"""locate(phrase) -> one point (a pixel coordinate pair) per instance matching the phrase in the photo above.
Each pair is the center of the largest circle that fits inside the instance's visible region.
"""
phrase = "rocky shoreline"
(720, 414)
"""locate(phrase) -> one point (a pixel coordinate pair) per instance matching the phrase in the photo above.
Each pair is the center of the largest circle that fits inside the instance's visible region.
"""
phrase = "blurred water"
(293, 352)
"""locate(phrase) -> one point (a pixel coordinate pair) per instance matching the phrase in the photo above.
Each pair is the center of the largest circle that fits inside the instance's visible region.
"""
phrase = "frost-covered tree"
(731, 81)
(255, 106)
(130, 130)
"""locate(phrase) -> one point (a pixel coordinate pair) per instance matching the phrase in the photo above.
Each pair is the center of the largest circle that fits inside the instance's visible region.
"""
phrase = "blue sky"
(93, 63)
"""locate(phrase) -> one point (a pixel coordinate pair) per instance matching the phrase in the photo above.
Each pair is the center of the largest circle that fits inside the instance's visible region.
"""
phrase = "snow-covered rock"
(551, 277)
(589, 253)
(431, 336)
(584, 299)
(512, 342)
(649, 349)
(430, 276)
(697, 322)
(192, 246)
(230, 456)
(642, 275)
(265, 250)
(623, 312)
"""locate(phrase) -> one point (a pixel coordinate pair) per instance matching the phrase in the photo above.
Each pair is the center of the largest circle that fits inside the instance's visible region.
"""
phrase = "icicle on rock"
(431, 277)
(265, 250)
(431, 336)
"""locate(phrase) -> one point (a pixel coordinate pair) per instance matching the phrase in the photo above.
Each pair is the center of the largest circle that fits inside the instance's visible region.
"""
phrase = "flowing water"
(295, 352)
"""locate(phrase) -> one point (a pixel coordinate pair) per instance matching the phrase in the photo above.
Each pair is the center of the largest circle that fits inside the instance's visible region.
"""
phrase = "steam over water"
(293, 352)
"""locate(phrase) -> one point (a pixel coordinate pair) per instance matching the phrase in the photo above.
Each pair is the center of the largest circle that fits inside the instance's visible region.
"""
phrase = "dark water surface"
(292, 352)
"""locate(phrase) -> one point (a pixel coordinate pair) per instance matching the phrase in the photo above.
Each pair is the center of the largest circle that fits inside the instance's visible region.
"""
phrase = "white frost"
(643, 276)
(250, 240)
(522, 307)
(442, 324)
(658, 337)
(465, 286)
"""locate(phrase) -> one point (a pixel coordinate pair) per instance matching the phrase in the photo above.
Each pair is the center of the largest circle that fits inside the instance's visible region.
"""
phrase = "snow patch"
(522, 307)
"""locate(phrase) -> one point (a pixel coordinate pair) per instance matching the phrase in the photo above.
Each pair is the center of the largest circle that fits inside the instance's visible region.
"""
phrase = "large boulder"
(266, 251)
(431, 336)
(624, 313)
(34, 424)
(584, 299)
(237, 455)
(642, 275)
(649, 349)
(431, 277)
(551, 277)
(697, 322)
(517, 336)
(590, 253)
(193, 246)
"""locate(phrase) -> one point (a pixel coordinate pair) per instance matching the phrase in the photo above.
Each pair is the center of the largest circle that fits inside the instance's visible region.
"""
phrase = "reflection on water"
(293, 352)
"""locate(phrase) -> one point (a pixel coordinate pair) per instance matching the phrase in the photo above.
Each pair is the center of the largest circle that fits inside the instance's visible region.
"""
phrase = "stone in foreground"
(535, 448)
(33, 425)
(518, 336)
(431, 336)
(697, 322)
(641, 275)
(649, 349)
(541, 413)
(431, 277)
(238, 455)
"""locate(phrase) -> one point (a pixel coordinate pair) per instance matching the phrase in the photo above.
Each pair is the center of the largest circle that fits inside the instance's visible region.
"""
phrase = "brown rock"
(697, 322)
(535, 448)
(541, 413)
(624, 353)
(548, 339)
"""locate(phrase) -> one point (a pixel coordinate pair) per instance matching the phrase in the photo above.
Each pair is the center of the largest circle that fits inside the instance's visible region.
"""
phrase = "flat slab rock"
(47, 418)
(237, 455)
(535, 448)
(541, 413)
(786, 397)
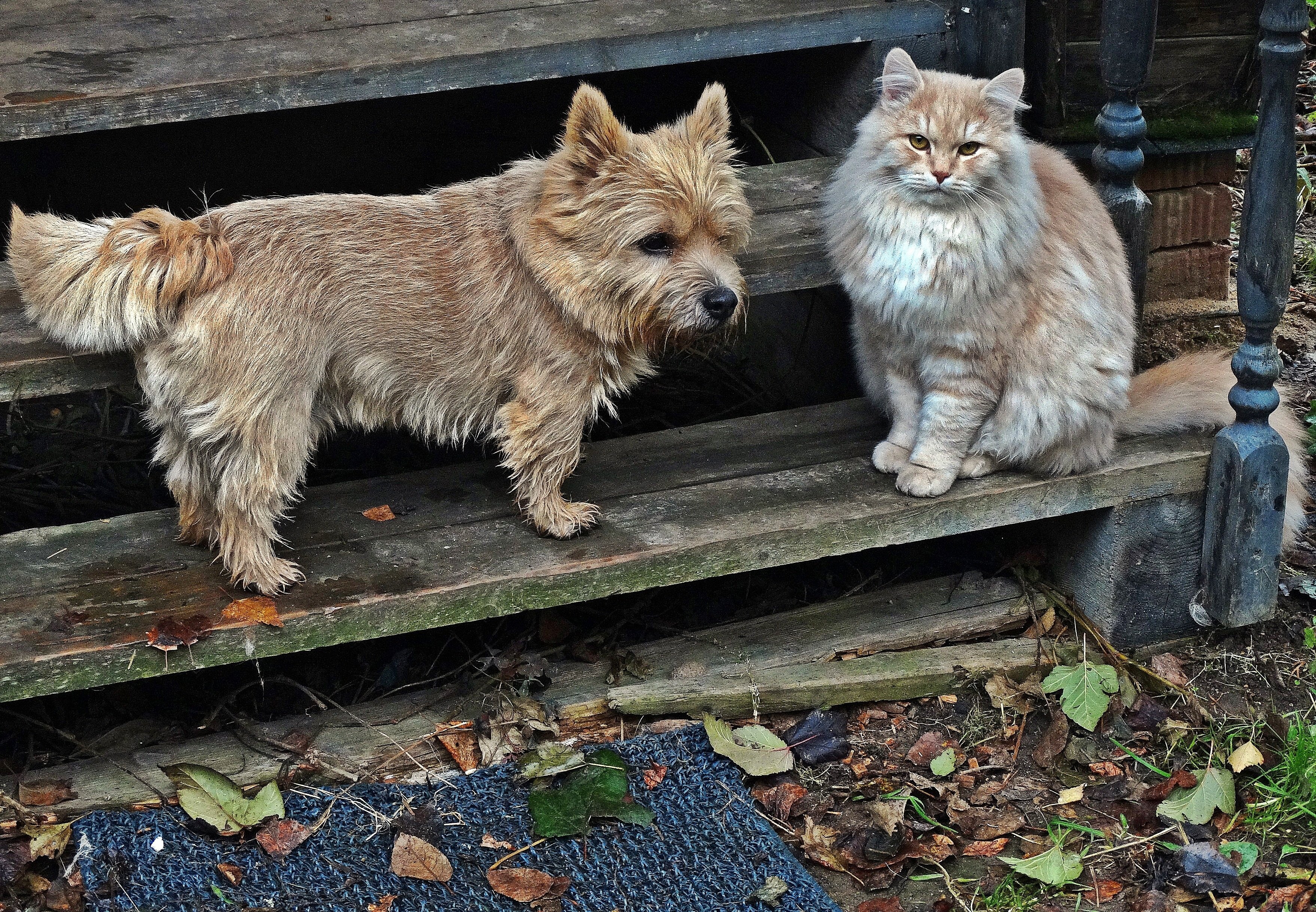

Request: Pull out every line in the items above that contains the word "snow". Copy each of those lines unchanged, in its original order.

Problem solution:
phrase = "snow-covered rock"
phrase = "snow patch"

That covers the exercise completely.